** Given request **
In the records below, find the line containing "Look at the photograph above. For each instance of the evergreen"; give it again exactly, along with every line that follows, and nothing else.

Entries from a dataset
--*--
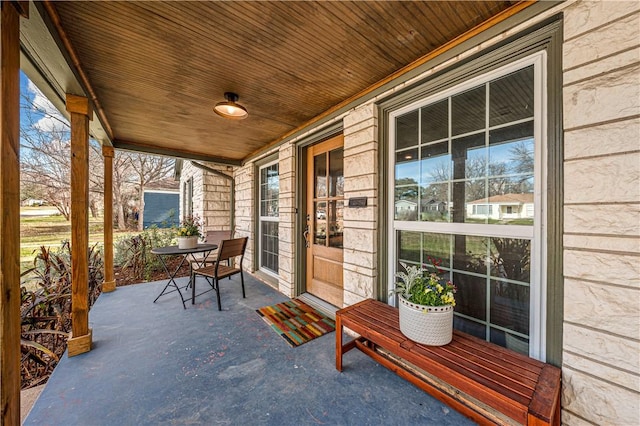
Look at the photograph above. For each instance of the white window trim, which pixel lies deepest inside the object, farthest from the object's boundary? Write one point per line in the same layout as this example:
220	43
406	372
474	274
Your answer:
538	293
262	219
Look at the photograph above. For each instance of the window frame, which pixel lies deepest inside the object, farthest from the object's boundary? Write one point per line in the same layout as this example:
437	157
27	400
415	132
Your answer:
261	219
538	293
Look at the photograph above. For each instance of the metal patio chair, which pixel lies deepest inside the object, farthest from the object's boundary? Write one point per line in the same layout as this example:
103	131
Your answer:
225	266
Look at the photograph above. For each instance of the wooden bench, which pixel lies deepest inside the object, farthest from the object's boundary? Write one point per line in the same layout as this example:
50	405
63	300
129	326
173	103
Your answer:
487	383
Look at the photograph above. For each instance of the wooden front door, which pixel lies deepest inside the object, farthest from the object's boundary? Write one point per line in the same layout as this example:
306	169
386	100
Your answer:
324	227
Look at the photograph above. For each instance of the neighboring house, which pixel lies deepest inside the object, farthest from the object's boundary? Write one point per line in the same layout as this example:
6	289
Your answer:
161	208
403	206
502	207
205	192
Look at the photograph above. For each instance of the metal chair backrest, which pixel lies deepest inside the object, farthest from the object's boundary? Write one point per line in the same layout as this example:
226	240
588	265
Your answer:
216	237
230	249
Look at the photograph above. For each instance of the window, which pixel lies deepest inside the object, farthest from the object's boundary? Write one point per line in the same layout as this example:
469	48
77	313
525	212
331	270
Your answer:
473	149
187	198
268	220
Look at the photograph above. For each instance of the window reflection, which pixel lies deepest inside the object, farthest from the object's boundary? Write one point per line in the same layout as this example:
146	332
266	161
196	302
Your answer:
320	174
407	130
511	97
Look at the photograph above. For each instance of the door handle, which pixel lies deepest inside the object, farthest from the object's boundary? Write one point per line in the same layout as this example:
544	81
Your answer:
306	236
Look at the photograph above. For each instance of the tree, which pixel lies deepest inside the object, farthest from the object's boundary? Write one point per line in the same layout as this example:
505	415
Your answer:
147	169
45	152
45	162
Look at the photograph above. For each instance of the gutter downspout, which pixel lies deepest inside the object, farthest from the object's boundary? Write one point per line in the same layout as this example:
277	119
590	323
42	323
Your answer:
233	189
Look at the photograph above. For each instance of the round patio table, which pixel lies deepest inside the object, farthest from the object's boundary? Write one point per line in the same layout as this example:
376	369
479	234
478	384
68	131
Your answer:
163	252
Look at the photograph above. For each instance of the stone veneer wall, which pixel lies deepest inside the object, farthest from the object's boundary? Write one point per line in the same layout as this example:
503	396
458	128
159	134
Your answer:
601	356
601	349
211	196
287	217
361	224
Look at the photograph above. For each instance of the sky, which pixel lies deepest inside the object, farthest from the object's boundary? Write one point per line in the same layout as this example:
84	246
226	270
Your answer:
47	116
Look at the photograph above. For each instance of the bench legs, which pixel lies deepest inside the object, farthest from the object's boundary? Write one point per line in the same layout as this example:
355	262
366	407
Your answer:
340	347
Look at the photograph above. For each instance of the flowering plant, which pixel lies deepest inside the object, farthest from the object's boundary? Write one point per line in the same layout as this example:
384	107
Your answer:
190	227
422	286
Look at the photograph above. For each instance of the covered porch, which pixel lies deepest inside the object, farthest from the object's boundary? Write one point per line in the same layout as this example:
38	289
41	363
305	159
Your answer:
145	76
156	363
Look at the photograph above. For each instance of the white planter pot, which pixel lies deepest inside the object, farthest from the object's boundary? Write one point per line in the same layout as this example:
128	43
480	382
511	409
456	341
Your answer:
429	325
187	242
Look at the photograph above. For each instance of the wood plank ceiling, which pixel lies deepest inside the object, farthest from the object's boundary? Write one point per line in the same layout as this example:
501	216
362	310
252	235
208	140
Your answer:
158	68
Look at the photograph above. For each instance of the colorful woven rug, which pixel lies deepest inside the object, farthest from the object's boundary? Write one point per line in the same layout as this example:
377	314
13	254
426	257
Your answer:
296	321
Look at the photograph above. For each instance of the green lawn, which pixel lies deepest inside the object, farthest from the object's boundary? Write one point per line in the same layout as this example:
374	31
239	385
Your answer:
51	230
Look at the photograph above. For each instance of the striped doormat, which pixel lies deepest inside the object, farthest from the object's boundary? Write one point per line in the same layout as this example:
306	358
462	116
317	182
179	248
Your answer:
296	321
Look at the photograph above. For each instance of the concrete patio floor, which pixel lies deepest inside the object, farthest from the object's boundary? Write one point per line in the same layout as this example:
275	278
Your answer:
157	363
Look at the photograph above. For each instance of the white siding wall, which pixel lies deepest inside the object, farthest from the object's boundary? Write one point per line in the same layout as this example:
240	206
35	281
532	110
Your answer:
601	357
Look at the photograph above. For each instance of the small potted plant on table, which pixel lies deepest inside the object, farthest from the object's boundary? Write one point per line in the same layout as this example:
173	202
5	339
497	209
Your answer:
189	232
426	304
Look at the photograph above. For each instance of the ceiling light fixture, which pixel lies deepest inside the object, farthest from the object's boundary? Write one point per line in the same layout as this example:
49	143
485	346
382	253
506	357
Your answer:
230	109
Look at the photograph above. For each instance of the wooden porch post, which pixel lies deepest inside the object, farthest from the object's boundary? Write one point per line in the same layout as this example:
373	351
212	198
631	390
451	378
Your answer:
80	339
109	284
10	210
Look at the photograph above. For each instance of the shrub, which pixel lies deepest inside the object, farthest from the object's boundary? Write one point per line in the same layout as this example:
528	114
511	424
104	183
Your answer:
45	309
135	252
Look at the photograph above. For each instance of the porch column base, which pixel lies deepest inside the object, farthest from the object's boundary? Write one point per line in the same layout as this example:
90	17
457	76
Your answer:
108	286
79	345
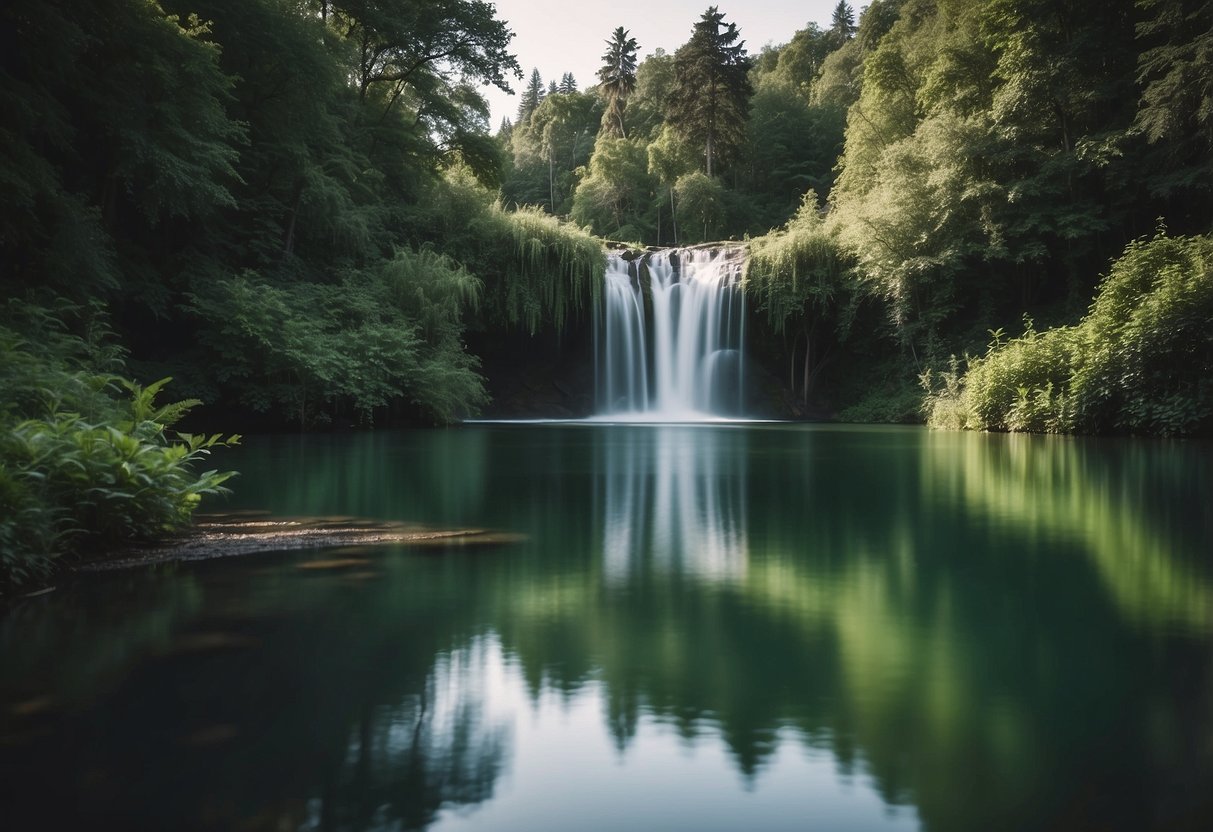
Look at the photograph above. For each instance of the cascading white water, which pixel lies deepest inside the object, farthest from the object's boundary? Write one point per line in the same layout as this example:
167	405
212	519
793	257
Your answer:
685	364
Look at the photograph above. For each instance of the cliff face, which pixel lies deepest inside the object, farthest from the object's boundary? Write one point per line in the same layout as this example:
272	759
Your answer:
668	338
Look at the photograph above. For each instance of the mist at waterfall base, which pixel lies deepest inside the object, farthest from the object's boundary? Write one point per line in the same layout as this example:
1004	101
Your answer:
673	353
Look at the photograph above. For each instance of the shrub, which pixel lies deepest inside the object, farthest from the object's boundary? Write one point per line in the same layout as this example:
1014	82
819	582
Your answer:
86	461
1140	362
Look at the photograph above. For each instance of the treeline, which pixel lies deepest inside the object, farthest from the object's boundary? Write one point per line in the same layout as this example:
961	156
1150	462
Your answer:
706	143
932	174
290	208
998	155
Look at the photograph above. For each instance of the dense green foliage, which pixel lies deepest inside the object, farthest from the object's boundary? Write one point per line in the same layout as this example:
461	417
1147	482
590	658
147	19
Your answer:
251	188
1139	362
740	137
616	79
711	89
86	460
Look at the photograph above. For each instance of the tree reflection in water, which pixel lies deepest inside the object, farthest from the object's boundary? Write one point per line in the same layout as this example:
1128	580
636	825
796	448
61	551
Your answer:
977	627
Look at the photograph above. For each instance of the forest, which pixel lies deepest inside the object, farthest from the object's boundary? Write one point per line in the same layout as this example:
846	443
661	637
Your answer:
980	214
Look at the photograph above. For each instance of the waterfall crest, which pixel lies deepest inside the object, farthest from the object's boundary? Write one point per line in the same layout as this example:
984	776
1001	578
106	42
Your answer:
668	338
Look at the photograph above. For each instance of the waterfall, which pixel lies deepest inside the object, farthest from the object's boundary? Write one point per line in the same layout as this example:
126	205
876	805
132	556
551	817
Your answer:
683	362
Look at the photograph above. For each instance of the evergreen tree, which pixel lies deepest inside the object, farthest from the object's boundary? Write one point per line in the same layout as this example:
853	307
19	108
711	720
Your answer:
712	89
616	79
531	96
842	24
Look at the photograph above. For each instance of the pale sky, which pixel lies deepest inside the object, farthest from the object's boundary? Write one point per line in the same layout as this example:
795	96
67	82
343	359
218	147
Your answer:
568	36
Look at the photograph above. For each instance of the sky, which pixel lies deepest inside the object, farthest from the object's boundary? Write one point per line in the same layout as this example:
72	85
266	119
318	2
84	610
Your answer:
569	36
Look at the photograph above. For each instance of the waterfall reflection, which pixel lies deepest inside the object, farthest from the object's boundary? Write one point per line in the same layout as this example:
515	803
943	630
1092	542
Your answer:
672	501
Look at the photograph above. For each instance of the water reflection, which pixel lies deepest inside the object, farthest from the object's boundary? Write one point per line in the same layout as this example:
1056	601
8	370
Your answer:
672	501
759	628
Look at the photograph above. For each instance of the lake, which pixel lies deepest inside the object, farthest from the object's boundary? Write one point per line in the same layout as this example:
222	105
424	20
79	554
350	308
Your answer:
705	627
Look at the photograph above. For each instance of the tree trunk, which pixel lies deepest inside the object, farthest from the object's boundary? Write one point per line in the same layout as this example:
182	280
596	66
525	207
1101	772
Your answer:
673	215
808	355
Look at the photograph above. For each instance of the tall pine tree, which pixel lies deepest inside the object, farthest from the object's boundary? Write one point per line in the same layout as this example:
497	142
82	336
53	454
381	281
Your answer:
--*--
** The answer **
Look at the photograph above. For each instance of the evergreen tree, which pixel lies deepest inside the object, farthest from the object's boundary? Write one point per line in the same layout as this example:
853	307
19	108
711	720
Your answer:
712	89
616	79
531	96
842	24
Look at the photograph above. For each instance of the pale sky, which pixel lies deepest inside the object, farthest from the object's boundary? Write one point per line in the same layout as this example:
795	96
67	82
343	359
218	147
Your answer:
568	36
Look at the photograph above. For each instance of the sky, which pixel lies deepest inside the object, farthest from the object's boundary? Write one point per line in the same layout as this example:
72	85
266	119
318	2
84	610
Your answer:
569	36
Look at the photograph above. For each instance of the waterfall reflection, which pixel lies deepest inside the object, farthest from the object's boundary? Write one point per line in the same layout as this example:
515	803
943	630
1092	542
Your answer:
672	501
Look at the photograph above. For each instance of the water reflection, which pixel lies deepest inside the object, farthest from the object's boundary? Write one point per line in the same layout as this example:
1056	601
8	370
Your answer:
672	501
759	628
Look at the photograph above. For each instance of the lake, which pixel lies deepest inside the object, farthest from the object's boundary? Write one point per line in the same layout as this example:
222	105
424	20
79	554
350	308
Your answer:
705	627
Look at the photograph above. For each instance of the tree trunk, which pixel lies deepest inside the object, farthest from the object's boundary? Write one point per line in the same layout as this example:
182	280
596	66
525	207
1101	772
Your answer:
673	215
808	355
Look at the photograph above. For each instance of the tall pine tree, which pixel lies deepest inside the object, farthest from the object's boundary? Write one point per line in the same layout as this example:
497	142
82	336
53	454
381	281
Your answer:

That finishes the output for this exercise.